Markets are continuing to assess the yet unknown risks of COVID-19 to the global economy as the disease continues to suppress economic activity,” said Dr Sun Xiansheng, Secretary General International Energy Forum, in a statement.
As demand for oil and the price of oil has declined, storage capacity is reaching its limits. In just a few weeks, analysts predict oil production may be shut in due to a lack of global storage capacity.
“Low oil prices combined with the inelastic nature of refined product supply and demand is usually a boon to refining margins.
He however noted that COVID-19 impacts downstream profitability caused by erosion in demand.
“The combination of sustained shocks to supply and demand will cause product inventories to rise to new highs,” observed Dr Sun.
Impact on Africa
Africa has a lot to lose from a sustained low oil price, in addition to the damaging economic impacts of COVID-19.
Economic powerhouses like Nigeria and Angola, which reportedly had difficulty selling oil production ear-marked for export in April, could take especially hard hits, made especially vulnerable by a lack of economic diversification.

◇ ◇ ◇

▶ _Work task_
In the text on oil markets and COVID-19, which two African countries reportedly had difficulty selling oil production ear-marked for export in April?

Spatial localization data
◇ ◇ ◇

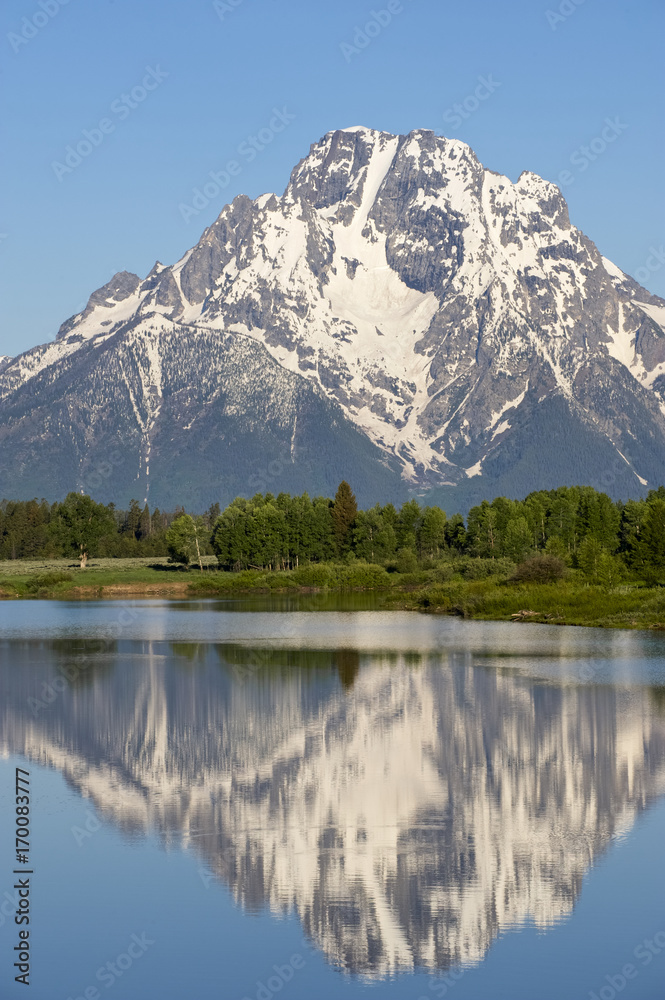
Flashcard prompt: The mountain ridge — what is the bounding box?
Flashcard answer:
[0,126,665,503]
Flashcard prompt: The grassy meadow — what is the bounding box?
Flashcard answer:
[0,557,665,629]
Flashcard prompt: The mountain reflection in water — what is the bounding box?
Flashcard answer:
[0,640,665,978]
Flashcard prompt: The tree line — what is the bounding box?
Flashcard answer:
[0,482,665,583]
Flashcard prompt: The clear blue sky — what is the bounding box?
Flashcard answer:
[0,0,665,355]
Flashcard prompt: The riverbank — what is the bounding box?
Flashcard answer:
[0,559,665,629]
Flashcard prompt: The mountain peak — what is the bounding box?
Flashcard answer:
[0,126,665,504]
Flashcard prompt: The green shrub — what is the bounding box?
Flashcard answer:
[25,570,74,593]
[456,557,515,580]
[510,553,566,583]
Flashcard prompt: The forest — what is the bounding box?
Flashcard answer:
[0,482,665,585]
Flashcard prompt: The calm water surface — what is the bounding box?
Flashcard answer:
[0,597,665,1000]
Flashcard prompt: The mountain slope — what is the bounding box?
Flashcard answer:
[0,128,665,504]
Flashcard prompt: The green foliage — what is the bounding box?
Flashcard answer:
[332,480,358,555]
[166,514,209,569]
[50,493,116,568]
[6,482,665,588]
[510,553,566,583]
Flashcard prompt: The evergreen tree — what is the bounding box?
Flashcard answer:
[52,493,116,569]
[332,479,358,556]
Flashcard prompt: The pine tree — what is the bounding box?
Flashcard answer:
[332,479,358,556]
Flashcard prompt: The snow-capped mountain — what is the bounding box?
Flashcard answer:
[0,640,665,978]
[0,128,665,503]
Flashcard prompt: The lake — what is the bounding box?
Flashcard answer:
[0,595,665,1000]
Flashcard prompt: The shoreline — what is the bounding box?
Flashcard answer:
[0,564,665,632]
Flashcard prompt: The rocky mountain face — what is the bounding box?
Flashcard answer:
[0,639,665,979]
[0,128,665,506]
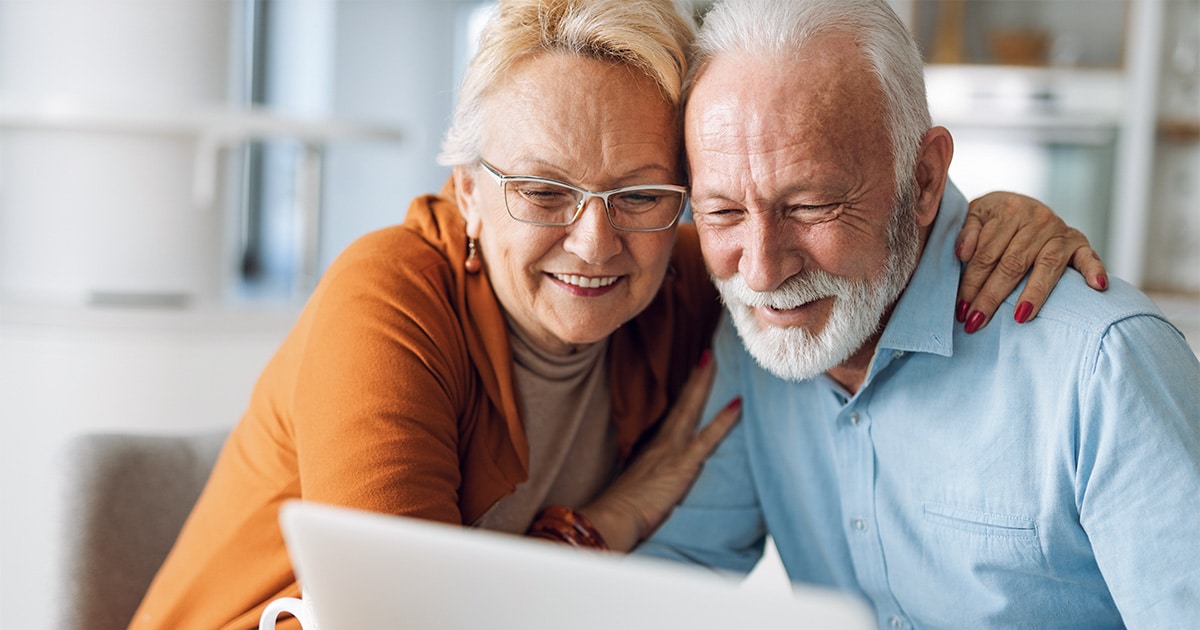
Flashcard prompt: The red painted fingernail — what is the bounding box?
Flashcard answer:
[1013,300,1033,324]
[966,311,983,334]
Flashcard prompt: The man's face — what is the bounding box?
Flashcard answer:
[685,36,919,379]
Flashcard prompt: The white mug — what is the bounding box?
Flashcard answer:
[258,598,319,630]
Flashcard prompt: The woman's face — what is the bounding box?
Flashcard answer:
[456,54,683,353]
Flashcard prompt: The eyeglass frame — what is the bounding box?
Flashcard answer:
[479,160,688,232]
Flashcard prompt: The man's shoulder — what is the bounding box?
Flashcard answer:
[1022,270,1169,334]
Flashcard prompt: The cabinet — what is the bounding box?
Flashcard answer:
[894,0,1200,295]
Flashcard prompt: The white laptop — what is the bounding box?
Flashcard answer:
[280,502,876,630]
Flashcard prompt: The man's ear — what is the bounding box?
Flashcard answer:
[916,127,954,227]
[454,164,482,239]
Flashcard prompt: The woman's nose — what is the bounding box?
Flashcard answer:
[564,198,623,264]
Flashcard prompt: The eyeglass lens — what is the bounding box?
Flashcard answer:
[504,178,684,230]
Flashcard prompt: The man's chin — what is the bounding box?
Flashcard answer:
[730,305,852,380]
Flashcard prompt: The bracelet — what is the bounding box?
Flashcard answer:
[527,505,608,550]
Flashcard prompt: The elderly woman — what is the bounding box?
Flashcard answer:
[133,0,1099,630]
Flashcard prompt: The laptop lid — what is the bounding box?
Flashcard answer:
[280,502,876,630]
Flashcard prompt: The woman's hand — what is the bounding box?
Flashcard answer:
[578,352,742,551]
[955,192,1109,332]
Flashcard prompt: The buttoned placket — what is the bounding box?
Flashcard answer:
[829,350,912,630]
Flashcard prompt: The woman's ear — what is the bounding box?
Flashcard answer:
[916,127,954,227]
[454,164,484,239]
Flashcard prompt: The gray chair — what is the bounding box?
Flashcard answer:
[56,431,228,630]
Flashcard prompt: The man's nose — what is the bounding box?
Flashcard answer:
[738,218,804,292]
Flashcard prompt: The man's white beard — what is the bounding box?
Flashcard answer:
[713,195,920,380]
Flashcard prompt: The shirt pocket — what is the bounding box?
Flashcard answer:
[920,503,1046,628]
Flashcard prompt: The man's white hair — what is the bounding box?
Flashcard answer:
[685,0,932,202]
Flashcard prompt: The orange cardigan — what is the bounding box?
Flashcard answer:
[131,181,720,630]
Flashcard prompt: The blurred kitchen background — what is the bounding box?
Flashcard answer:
[0,0,1200,629]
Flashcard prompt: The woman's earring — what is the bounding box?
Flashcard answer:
[462,236,484,274]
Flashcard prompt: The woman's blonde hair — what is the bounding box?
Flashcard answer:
[438,0,695,166]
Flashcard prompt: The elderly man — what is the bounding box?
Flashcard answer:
[641,0,1200,628]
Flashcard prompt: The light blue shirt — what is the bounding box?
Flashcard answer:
[640,182,1200,629]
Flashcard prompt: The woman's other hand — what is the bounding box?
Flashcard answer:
[955,192,1109,332]
[578,352,742,551]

◇ ◇ ◇

▶ _Result for this task_
Nigeria and Angola.